_Work to complete_. Only lines that contain the word "clicks" are to be returned from the data below.

BEGIN Records provided

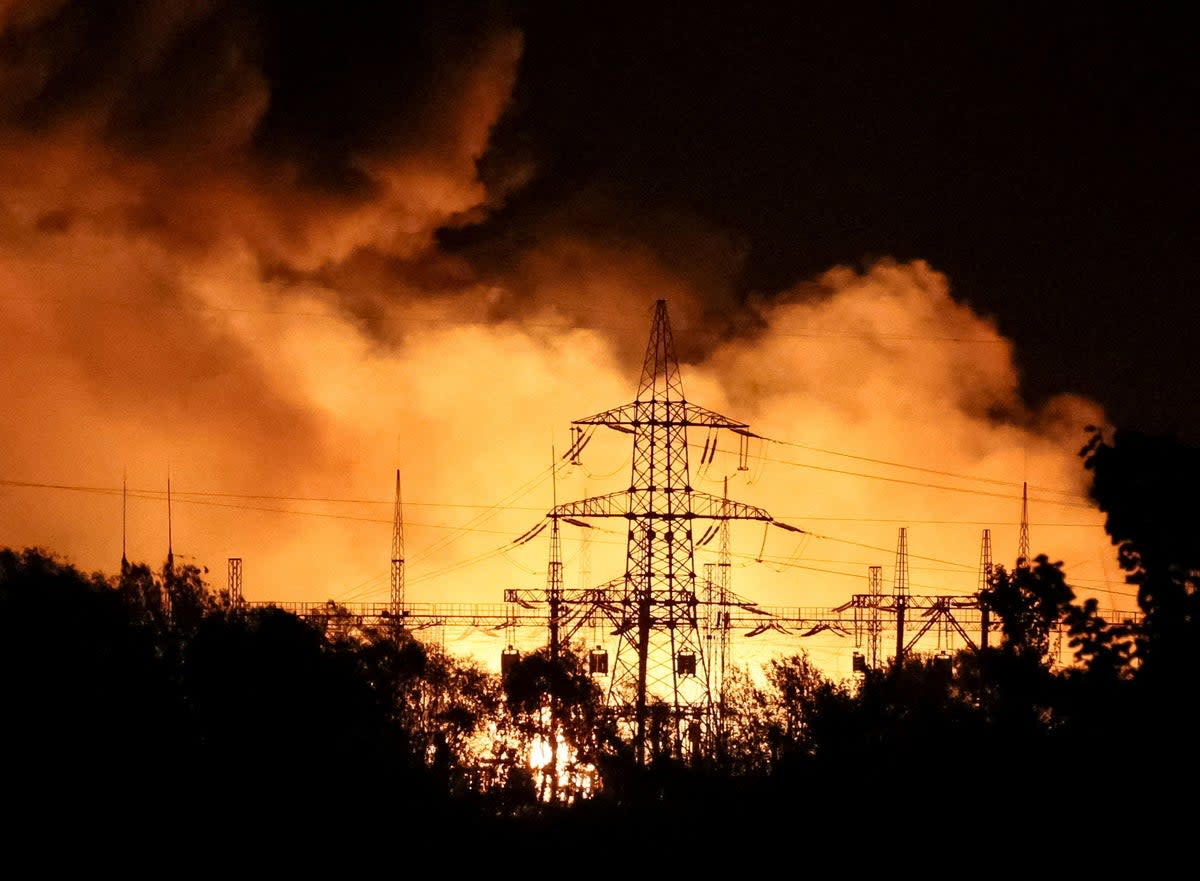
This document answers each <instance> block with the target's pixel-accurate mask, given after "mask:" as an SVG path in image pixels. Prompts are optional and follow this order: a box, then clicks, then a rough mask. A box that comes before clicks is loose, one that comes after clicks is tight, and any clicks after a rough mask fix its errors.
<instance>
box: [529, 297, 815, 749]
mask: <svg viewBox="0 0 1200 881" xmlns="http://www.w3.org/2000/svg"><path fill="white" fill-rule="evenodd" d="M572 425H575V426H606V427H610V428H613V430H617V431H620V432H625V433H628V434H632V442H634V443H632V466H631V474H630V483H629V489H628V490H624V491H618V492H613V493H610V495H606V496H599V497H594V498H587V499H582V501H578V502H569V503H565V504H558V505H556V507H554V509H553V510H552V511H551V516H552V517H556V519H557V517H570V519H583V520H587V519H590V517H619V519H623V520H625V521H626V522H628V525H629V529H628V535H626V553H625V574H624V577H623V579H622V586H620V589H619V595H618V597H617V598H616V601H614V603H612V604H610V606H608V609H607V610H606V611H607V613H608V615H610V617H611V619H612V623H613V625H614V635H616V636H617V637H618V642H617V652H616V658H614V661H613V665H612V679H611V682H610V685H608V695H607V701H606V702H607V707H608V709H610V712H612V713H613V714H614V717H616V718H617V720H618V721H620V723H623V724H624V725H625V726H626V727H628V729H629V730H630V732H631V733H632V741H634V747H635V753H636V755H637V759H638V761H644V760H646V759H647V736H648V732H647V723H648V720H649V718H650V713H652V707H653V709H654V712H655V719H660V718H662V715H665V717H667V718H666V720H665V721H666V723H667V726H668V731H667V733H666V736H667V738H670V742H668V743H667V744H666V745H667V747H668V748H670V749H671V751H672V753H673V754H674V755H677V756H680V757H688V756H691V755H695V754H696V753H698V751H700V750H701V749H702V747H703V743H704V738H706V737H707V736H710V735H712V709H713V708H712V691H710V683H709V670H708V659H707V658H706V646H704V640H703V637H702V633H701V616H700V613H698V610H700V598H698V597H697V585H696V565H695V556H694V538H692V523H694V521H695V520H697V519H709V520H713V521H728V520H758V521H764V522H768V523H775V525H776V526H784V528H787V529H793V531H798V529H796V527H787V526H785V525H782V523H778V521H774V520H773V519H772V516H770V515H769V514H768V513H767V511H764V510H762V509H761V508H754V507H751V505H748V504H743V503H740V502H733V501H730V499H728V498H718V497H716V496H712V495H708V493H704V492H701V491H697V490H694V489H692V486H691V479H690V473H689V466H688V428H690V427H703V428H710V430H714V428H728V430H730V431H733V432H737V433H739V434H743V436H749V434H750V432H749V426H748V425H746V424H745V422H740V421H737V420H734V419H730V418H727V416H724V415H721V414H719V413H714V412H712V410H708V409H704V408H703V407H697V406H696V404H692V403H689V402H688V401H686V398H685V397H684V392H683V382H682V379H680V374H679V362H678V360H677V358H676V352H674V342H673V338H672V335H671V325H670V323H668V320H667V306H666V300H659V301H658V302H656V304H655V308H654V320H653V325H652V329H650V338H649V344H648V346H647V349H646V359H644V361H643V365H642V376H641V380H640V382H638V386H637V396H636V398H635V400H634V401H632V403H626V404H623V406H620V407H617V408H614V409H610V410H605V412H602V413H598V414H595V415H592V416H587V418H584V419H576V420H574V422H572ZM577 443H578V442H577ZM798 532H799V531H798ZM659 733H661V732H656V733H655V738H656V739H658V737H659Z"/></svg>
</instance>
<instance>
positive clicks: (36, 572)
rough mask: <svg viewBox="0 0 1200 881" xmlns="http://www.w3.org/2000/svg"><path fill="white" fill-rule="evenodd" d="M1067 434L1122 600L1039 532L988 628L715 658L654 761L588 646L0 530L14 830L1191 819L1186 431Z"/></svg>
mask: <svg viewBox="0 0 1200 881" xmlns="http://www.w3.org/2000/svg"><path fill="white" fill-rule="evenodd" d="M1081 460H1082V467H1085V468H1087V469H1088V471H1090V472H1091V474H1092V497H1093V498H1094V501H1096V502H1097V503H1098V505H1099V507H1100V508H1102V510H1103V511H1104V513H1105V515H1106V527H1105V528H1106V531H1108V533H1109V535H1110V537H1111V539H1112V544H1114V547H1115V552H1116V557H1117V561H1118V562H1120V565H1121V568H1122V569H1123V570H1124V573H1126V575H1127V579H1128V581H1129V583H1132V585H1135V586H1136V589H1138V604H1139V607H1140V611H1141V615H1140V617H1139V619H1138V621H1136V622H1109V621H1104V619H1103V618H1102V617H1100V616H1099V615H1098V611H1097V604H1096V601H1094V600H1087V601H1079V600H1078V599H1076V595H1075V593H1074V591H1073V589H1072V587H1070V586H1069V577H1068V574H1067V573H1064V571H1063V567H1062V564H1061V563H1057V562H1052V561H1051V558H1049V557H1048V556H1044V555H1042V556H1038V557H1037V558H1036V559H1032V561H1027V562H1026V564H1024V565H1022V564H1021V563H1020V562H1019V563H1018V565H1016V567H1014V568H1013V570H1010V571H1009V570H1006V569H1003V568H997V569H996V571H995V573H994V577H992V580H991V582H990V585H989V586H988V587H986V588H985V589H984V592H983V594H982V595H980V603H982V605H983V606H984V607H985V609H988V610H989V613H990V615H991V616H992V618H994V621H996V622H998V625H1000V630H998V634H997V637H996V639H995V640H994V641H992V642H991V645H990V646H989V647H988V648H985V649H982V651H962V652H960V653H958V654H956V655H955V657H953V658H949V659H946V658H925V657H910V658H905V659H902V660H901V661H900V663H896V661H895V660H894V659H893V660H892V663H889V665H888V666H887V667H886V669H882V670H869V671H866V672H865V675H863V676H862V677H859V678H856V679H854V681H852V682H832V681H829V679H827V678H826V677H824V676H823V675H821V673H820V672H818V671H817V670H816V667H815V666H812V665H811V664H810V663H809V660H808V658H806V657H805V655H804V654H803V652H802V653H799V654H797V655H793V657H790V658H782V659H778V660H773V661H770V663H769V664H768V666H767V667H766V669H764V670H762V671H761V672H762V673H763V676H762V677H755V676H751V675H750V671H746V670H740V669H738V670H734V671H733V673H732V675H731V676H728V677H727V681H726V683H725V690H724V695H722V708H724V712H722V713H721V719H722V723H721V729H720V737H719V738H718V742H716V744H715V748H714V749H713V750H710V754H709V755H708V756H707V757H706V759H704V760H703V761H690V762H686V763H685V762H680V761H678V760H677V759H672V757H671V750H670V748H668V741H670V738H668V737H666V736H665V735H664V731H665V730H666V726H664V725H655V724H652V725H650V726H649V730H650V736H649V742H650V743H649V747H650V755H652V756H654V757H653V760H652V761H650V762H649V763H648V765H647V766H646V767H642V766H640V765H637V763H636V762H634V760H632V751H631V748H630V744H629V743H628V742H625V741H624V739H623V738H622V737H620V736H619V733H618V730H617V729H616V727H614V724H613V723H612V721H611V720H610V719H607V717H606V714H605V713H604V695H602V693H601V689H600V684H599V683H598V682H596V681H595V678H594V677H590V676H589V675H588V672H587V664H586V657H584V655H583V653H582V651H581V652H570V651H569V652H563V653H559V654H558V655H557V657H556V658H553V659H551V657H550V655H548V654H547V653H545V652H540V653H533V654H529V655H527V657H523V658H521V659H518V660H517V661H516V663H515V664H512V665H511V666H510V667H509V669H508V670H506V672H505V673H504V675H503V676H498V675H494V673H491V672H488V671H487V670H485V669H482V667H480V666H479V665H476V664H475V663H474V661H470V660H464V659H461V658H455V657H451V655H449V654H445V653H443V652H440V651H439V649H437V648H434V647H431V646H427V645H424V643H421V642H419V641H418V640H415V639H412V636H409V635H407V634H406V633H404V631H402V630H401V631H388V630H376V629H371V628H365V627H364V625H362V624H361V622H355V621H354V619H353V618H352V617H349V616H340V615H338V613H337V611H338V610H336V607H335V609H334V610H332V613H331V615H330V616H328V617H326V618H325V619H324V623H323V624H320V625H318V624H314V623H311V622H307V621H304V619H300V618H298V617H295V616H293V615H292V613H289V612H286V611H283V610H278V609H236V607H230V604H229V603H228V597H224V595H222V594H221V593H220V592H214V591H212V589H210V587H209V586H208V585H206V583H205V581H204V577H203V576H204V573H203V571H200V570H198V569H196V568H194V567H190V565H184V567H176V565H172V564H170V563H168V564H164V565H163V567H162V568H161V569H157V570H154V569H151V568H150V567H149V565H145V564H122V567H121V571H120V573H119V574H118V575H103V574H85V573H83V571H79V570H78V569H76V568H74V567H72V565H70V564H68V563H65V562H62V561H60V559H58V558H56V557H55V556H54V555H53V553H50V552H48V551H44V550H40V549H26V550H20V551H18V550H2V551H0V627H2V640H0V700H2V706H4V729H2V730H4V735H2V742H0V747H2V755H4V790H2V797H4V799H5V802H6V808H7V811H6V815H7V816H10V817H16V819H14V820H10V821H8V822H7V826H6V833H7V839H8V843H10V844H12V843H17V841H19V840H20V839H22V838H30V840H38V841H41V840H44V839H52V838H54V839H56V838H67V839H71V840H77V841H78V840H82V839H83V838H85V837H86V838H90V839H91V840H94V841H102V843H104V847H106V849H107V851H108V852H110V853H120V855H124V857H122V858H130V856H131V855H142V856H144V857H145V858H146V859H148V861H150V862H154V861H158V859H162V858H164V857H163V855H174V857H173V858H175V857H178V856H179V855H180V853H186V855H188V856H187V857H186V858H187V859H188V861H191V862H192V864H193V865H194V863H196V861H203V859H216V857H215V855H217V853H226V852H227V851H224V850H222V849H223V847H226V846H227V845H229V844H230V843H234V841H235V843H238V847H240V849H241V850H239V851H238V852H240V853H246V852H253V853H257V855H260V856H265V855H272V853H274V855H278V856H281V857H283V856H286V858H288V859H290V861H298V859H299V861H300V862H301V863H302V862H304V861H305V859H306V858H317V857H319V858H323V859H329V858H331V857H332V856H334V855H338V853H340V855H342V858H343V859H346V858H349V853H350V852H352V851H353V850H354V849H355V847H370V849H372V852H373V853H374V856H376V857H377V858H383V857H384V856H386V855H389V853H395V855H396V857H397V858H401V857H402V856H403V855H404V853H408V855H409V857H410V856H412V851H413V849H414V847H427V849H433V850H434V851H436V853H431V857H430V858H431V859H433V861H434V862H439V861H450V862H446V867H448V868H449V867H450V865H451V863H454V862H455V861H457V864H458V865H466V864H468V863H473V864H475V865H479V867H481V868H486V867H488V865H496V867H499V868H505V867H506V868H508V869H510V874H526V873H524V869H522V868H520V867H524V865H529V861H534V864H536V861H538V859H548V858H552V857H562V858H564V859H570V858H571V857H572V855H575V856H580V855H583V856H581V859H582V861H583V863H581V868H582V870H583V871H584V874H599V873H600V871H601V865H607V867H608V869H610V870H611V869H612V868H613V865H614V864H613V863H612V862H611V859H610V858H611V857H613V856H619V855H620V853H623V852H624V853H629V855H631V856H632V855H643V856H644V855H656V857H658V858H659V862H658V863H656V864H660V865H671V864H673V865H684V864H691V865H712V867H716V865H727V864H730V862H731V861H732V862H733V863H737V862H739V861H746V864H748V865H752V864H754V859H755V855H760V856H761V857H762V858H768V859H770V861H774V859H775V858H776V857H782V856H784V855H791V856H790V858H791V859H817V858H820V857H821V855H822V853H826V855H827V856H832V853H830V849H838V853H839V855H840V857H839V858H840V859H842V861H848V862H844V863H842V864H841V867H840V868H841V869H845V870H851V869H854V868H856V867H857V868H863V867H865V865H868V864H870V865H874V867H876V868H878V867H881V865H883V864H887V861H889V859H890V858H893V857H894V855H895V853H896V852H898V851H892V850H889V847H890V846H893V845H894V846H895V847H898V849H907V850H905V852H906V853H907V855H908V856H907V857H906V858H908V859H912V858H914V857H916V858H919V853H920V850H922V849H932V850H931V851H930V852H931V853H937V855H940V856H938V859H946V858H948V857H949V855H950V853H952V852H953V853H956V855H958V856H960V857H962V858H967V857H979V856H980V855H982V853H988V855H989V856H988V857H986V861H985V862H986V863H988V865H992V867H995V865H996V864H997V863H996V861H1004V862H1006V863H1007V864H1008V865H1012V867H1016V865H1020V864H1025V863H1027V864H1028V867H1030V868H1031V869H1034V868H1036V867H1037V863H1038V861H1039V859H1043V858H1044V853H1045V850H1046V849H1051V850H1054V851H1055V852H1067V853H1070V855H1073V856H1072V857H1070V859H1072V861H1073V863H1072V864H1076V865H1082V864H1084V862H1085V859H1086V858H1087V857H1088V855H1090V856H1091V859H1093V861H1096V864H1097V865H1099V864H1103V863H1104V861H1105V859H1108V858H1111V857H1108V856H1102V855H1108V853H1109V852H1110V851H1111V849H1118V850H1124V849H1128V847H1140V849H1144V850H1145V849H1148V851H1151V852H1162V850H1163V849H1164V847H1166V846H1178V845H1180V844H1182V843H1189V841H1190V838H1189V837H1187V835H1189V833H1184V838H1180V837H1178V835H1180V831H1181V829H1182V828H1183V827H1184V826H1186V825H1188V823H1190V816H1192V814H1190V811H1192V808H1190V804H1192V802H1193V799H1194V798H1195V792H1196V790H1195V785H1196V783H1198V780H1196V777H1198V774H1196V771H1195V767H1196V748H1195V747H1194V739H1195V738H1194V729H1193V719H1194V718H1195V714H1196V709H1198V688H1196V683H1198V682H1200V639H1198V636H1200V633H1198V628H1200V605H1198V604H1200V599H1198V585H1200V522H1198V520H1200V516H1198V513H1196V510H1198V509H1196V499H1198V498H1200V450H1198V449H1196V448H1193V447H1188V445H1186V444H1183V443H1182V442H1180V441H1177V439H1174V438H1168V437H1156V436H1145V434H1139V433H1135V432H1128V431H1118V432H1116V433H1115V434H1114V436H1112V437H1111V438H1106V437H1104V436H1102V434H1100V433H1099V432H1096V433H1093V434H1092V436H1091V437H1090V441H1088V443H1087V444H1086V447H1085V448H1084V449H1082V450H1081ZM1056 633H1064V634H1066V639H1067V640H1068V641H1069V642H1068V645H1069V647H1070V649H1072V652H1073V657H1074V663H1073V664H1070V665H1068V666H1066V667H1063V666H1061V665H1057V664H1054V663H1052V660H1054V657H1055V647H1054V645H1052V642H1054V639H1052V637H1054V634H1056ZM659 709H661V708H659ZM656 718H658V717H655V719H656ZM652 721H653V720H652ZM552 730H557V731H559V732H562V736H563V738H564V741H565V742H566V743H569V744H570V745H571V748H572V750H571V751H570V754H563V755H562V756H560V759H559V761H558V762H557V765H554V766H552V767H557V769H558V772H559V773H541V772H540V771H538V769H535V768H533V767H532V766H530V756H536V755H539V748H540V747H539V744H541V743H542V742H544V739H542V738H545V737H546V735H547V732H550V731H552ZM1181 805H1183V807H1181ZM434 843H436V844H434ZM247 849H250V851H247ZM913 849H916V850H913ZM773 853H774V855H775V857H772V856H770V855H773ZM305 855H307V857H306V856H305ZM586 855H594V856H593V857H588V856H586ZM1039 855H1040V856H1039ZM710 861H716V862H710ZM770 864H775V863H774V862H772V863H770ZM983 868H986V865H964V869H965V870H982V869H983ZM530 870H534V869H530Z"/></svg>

END Records provided

_Answer section_.
This document answers each <instance> block with the target's pixel-accurate mask, given after "mask:" as an SVG path in image pixels. Prompts are optional and follow this order: a box, then clicks, then a rough mask. A box that comes before clicks is loose, one that comes after clicks is tight, and any clicks after a rough mask fix its errors.
positive clicks: (36, 572)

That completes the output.